**TASK INSTRUCTIONS:**
Repeat precisely, and only, the lines between the line containing "Expected: for each instance of the gable" and the end of the listing below, both ends included.
+--
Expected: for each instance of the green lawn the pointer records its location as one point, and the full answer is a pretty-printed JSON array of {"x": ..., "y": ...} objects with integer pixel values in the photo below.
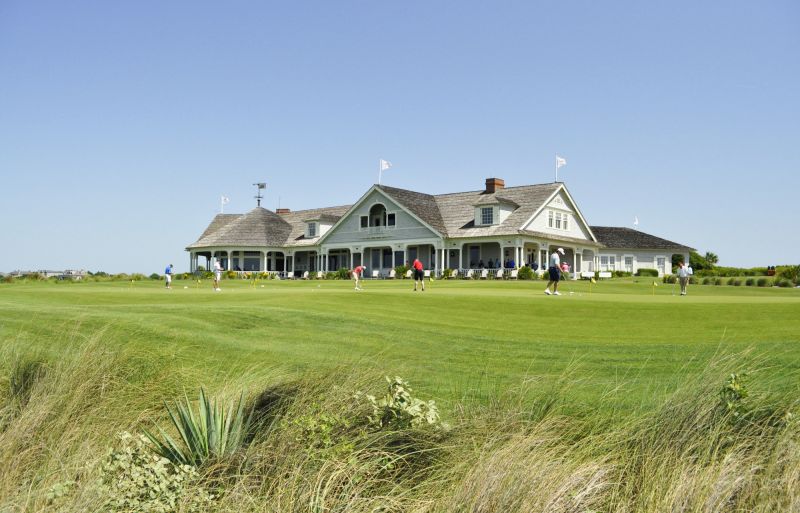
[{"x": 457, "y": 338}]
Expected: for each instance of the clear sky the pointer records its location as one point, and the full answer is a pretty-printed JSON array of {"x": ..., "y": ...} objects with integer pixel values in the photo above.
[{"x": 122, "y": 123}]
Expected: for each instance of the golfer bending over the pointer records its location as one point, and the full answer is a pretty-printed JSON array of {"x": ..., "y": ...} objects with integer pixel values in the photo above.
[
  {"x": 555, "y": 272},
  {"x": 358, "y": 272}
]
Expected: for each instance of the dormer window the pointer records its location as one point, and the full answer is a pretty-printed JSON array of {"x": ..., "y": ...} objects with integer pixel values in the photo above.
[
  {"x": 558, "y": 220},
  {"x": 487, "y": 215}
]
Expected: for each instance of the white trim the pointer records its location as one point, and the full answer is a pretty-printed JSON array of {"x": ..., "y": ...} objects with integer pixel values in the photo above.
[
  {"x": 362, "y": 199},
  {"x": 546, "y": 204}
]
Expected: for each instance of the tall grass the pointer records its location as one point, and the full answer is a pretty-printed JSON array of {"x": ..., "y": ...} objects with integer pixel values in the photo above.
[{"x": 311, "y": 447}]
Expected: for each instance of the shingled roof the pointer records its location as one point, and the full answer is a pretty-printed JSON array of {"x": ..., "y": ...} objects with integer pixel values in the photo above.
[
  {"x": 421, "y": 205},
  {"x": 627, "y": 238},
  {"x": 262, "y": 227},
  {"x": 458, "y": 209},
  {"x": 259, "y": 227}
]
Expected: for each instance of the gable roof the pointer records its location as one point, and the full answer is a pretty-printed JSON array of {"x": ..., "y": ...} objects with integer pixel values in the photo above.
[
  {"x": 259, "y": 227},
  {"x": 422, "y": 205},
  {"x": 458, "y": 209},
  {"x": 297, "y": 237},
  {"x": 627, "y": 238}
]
+--
**ANSWER IN FULL:**
Expected: for each instance of the gable roof the pointer records its location as one point, and the full answer is a pretty-printed JSON array of {"x": ..., "y": ...} objects with integer pixel values in the photo above.
[
  {"x": 259, "y": 227},
  {"x": 422, "y": 205},
  {"x": 458, "y": 209},
  {"x": 297, "y": 237},
  {"x": 627, "y": 238}
]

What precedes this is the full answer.